**Document text:**
When in 1885 the leader of this party, Parnell, perfectly expressing the interests of the Southern Irish capitalists, demanded that a Home Rule parliament should have the power to impose tariffs, alarm bells began to sound in Northern Ireland, especially as the nationalists were playing the Catholic card (although Parnell himself was a protestant). This was a shrewd move on their part since, the Catholics being in a majority in Ireland, it was an easy way of ensuring majority support for their programme. Election results from this period confirmed the effectiveness of this tactic.

Faced with the prospect of being cut off from the rest of Britain, and its overseas markets and sources of raw material, behind the tariffs walls of a mainly agricultural Ireland governed by obscurantist and incompetent nationalist politicians, the Belfast and district industrial capitalists decided in their turn to play the Orange card: to stir up and play on Protestant fears of “Rome Rule”. This worked too, so that from the 1880s onward the workers and small farmers of Ireland were lined up, according to their religious background, behind one or other of the two rival sections of the capitalist class in Ireland; the Protestants behind the big capitalists of the industrial North-East and the Catholics behind the fledgling capitalists of the South.

[Stored data entries]
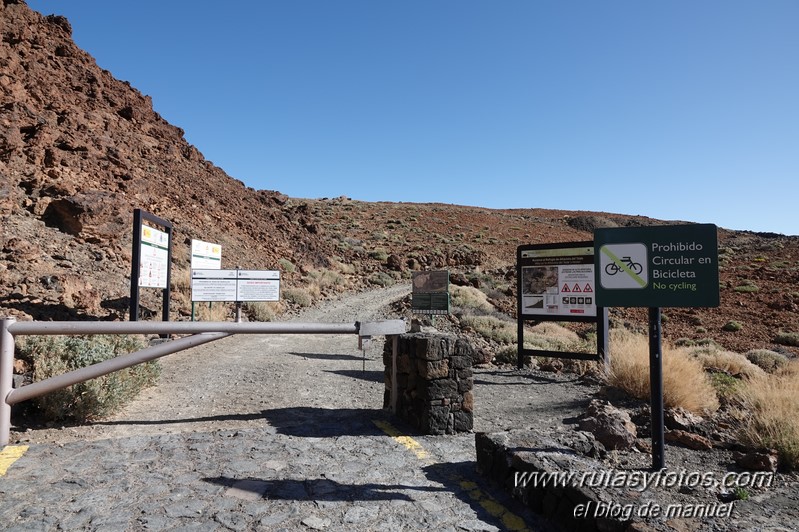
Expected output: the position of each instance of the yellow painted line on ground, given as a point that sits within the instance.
(409, 443)
(509, 520)
(9, 455)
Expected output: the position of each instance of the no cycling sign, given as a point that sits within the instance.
(661, 266)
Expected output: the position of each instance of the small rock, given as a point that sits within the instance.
(681, 419)
(757, 461)
(689, 439)
(316, 523)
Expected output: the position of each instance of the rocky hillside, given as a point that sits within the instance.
(79, 150)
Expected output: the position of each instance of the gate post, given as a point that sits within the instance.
(6, 377)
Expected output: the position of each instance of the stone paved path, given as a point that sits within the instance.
(255, 433)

**Brief:**
Carry on the passage on Home Rule and Ireland's rival capitalist factions from its final sentence. The listing has no connection to the passage on Home Rule and Ireland's rival capitalist factions.

**Final result:**
It is from this period that dates the mythology and rhetoric which still has some sway over sections of the working class in Northern Ireland. The Unionists beat the Lamberg drum and shouted “No Surrender”, “Not An Inch”, “Remember 1690”, “No Popery", “Home Rule is Rome Rule" and other such crudities. The Nationalists rewrote Irish history to make it appear as a 700-year long struggle (800-year long now!) of the “Irish Nation” to free itself from English domination. And they created an artificial pseudo-Gaelic culture—with harps, “Gaelic” games, Gaelicized names and other such affectations—to replace the real one which had long since died out on the East coast of Ireland where the bulk of the population lived.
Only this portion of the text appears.